*The records:*
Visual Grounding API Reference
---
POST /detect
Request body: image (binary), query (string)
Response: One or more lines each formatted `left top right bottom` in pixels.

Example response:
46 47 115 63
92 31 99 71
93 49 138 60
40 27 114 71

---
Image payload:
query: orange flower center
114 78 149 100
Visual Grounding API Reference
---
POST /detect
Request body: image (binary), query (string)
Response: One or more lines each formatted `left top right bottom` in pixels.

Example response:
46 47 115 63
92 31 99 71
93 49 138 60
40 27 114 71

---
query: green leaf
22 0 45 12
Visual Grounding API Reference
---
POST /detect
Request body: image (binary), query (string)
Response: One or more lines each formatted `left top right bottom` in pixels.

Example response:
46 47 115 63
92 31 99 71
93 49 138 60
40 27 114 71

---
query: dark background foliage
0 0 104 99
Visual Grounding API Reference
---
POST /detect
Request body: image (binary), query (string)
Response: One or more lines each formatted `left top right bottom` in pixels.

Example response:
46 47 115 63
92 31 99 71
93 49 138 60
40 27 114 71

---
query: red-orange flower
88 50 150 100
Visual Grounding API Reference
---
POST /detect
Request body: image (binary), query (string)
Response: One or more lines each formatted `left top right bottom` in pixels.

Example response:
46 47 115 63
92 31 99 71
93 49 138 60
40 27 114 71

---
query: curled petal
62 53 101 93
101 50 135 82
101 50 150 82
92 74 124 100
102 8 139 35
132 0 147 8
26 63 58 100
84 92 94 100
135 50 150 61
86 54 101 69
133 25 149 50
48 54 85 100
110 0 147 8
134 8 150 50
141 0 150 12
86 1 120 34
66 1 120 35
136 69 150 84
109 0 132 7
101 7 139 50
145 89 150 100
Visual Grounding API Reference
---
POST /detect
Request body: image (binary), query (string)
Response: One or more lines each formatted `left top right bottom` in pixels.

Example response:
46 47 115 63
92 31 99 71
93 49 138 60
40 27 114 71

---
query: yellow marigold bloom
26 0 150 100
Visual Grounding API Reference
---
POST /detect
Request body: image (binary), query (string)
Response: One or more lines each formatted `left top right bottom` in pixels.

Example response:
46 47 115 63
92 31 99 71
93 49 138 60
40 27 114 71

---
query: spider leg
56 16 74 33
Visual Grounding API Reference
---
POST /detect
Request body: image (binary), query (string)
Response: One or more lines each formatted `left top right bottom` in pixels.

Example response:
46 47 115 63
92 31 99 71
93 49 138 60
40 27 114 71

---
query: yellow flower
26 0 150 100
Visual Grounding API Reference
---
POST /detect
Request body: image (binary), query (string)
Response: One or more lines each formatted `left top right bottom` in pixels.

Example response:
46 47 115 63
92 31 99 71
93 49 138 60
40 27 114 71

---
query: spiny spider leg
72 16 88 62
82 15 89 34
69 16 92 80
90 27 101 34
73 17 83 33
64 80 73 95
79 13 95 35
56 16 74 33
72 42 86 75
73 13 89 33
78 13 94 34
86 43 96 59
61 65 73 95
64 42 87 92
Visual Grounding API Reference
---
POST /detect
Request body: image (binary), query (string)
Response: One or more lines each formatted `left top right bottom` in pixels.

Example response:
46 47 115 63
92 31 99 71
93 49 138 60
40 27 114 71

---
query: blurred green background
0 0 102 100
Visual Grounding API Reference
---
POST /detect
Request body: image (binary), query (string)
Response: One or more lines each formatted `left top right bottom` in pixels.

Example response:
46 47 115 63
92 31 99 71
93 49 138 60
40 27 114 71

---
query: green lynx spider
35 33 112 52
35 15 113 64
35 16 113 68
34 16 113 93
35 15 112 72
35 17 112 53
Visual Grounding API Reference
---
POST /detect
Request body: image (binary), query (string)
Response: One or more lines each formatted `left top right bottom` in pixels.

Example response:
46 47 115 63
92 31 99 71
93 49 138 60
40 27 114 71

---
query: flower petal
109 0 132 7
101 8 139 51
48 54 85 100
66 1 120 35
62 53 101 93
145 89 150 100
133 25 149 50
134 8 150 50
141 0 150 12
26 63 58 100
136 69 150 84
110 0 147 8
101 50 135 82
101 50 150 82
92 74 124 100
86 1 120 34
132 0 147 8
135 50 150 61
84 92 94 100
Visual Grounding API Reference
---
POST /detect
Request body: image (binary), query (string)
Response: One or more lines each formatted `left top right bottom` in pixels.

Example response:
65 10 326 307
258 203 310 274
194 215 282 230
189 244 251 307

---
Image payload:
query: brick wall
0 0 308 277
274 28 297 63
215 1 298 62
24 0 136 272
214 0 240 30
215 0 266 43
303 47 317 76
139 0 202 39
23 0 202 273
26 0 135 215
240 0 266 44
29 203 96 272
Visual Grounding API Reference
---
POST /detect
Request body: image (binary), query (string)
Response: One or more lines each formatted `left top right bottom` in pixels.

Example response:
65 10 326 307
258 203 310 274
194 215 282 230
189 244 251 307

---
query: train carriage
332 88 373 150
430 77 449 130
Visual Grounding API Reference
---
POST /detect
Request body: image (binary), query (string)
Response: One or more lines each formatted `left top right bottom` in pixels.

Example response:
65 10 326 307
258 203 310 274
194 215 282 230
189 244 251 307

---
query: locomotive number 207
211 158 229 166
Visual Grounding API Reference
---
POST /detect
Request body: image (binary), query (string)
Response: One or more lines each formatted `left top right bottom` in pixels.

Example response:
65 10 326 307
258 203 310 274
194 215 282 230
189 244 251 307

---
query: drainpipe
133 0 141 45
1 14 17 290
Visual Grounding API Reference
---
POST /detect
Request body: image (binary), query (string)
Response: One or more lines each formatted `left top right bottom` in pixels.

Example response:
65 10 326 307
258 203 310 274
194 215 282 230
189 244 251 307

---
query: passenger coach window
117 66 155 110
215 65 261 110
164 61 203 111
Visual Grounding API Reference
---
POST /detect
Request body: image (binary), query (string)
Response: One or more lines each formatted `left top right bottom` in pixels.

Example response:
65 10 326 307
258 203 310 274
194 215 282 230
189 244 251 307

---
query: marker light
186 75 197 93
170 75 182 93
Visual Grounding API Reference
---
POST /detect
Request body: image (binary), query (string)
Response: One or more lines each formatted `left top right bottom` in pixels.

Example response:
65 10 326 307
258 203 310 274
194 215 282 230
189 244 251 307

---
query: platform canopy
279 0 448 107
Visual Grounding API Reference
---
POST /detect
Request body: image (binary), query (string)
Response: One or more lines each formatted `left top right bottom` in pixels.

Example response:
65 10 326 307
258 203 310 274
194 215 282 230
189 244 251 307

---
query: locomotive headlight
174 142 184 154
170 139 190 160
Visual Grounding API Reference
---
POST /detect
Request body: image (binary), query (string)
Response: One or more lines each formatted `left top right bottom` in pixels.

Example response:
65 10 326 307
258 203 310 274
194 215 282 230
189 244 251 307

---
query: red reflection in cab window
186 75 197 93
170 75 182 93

*Assignment:*
The records are to be retyped exactly. No line may be skipped.

*Response for this exercise:*
Visual Grounding API Reference
---
POST /detect
Request body: image (binary), query (string)
Response: One or more lines each formatted `left top right bottom` in pixels.

Example response:
46 47 115 63
92 31 99 71
93 49 138 60
40 27 114 71

---
Image payload:
query: orange flower center
114 78 149 100
Visual Grounding API Reference
---
POST /detect
Request body: image (binary), query (string)
Response: One or more lines each formatted `left top right bottom` in pixels.

Example response:
46 47 115 63
92 31 99 71
93 49 138 60
40 27 114 71

---
query: green leaf
22 0 45 12
Visual Grounding API Reference
---
POST /detect
Request body: image (binary), query (string)
Response: One or more lines each formatted `left top right bottom` in pixels.

Example response:
46 47 115 63
92 31 99 71
93 49 138 60
40 27 114 71

---
query: dark background foliage
0 0 104 99
Visual Grounding API Reference
---
POST /detect
Request body: image (binary), query (string)
Response: One or more lines each formatted `left top right bottom` in pixels.

Example response:
46 47 115 63
92 31 99 71
93 49 138 60
40 27 114 71

---
query: red-orange flower
88 50 150 100
Visual Grounding API Reference
---
POST /detect
Request body: image (binary), query (string)
Response: One or more lines each formatted `left top right bottom` in pixels.

Example response:
46 47 115 63
92 31 99 71
93 49 138 60
40 27 114 71

---
query: curled petal
62 53 101 93
101 50 135 82
101 50 150 82
92 74 124 100
102 8 139 35
132 0 147 8
26 63 58 100
84 92 94 100
135 50 150 61
86 54 101 69
133 25 149 50
48 54 85 100
110 0 147 8
134 8 150 50
141 0 150 12
86 1 120 34
66 1 120 35
136 69 150 84
109 0 132 7
101 7 139 50
145 89 150 100
Visual Grounding API Reference
---
POST /detect
Request body: image (binary), query (string)
Response: One or more lines each formatted `left top right bottom` in pixels.

Example response:
46 47 115 63
92 31 99 71
93 49 138 60
40 27 114 71

---
query: yellow marigold bloom
26 0 150 100
Visual Grounding API Reference
---
POST /detect
Request body: image (binary), query (string)
Response: One or more lines each formatted `left top right bottom` in pixels.

Example response:
46 47 115 63
92 31 99 71
93 49 138 60
40 27 114 71

---
query: spider leg
56 16 74 33
Visual Grounding API Reference
---
POST /detect
Request body: image (binary), query (string)
Response: One or more lines each formatted `left top right bottom` in pixels.

Example response:
46 47 115 63
92 31 99 71
93 49 138 60
40 27 114 71

---
query: yellow flower
26 0 150 100
Visual Grounding API Reference
---
POST /detect
Request body: image (binary), query (string)
Response: One or more lines each formatted `left top right bottom` in pixels.

Example response:
46 47 115 63
92 31 99 71
93 49 138 60
40 27 114 71

---
query: spiny spider leg
72 16 88 62
82 15 89 34
69 16 92 80
90 27 101 34
73 17 83 33
64 80 73 95
79 13 95 35
56 16 74 33
72 42 86 75
73 13 89 33
78 13 94 34
86 43 96 59
61 65 73 95
64 42 87 92
Visual Grounding API Reference
---
POST /detect
Request body: image (binary), query (string)
Response: One or more lines each formatted `left top right bottom` in pixels.

Example response:
46 47 115 63
92 31 99 71
93 49 138 60
40 27 114 71

---
query: blurred green background
0 0 102 100
Visual Grounding API Reference
---
POST /detect
Request body: image (binary), query (string)
Response: One or more lines each formatted `left top right bottom` in pixels.

Example response:
46 47 115 63
92 31 99 71
93 49 138 60
40 27 114 71

---
query: green lynx spider
35 33 112 52
35 15 113 64
35 16 113 68
34 16 113 93
35 15 112 72
35 17 112 53
Visual Grounding API Reference
---
POST /detect
Request body: image (binary), query (string)
Response: One or more lines each formatted `left top right bottom` in pixels.

Example response:
46 47 115 63
92 31 99 71
93 49 138 60
40 27 114 71

---
query: flower petal
109 0 132 7
101 8 139 51
48 54 85 100
66 1 120 35
62 53 101 93
145 89 150 100
133 25 149 50
134 8 150 50
141 0 150 12
26 63 58 100
136 69 150 84
110 0 147 8
101 50 135 82
101 50 150 82
92 74 124 100
86 1 120 34
132 0 147 8
135 50 150 61
84 92 94 100
Visual Grounding API Reference
---
POST /detect
Request body: image (binary), query (string)
Response: One or more lines each formatted `left top right bottom` in pixels.

Example response:
65 10 326 307
258 203 310 274
194 215 282 230
189 244 251 307

---
Image payload:
query: brick wall
0 0 308 277
274 28 297 63
215 1 298 62
24 0 136 272
214 0 240 30
215 0 266 43
303 47 317 76
139 0 202 39
23 0 202 273
26 0 135 215
240 0 266 44
29 203 96 272
Visual Grounding API Reference
---
POST /detect
Request body: image (binary), query (string)
Response: One or more lines each formatted `left top right bottom` in pixels.

Example response:
65 10 326 307
258 203 310 274
194 215 282 230
189 244 251 307

---
query: train carriage
332 88 373 150
430 77 449 130
Visual Grounding API Reference
---
POST /detect
Request body: image (binary), query (string)
Response: One or more lines each formatted `left top right bottom` in pixels.

Example response:
65 10 326 307
258 203 310 274
194 215 282 230
189 244 251 307

---
query: locomotive number 207
211 158 229 166
Visual Grounding API Reference
---
POST /detect
Request body: image (binary), query (string)
Response: One or more lines each formatted `left top right bottom` in pixels.

Example response:
65 10 326 307
258 203 310 274
194 215 282 230
189 244 251 307

---
query: drainpipe
133 0 141 45
1 14 17 290
Visual Grounding API Reference
---
POST /detect
Request body: image (binary), query (string)
Response: One or more lines each formatted `left top right bottom` in pixels.

Example response:
65 10 326 307
258 203 310 274
194 215 282 230
189 244 251 307

---
query: passenger coach window
117 66 155 110
215 65 261 110
164 61 203 111
Visual Grounding API Reference
---
POST /detect
Request body: image (binary), query (string)
Response: One or more lines each formatted `left top right bottom` in pixels.

Example response:
65 10 326 307
258 203 310 274
194 215 282 230
189 244 251 307

---
query: marker light
186 75 197 93
170 75 182 93
Visual Grounding API Reference
---
POST /detect
Request body: image (binary), query (string)
Response: One or more lines each formatted `left top right bottom` in pixels.

Example response:
65 10 326 307
258 203 310 274
194 215 282 230
189 244 251 307

---
query: platform canopy
279 0 448 107
Visual Grounding API Reference
---
POST /detect
Request body: image (binary), query (string)
Response: One or more lines each formatted `left top right bottom` in pixels.

Example response:
65 10 326 307
258 203 310 274
194 215 282 230
189 244 251 307

---
query: locomotive headlight
174 142 184 154
170 139 190 160
Visual Grounding API Reference
---
POST /detect
Request body: image (binary), query (string)
Response: One or more lines each formatted `left top right bottom` in pixels.

Example response:
65 10 326 307
258 203 310 274
194 215 282 230
189 244 251 307

---
query: red reflection in cab window
186 75 197 93
170 75 182 93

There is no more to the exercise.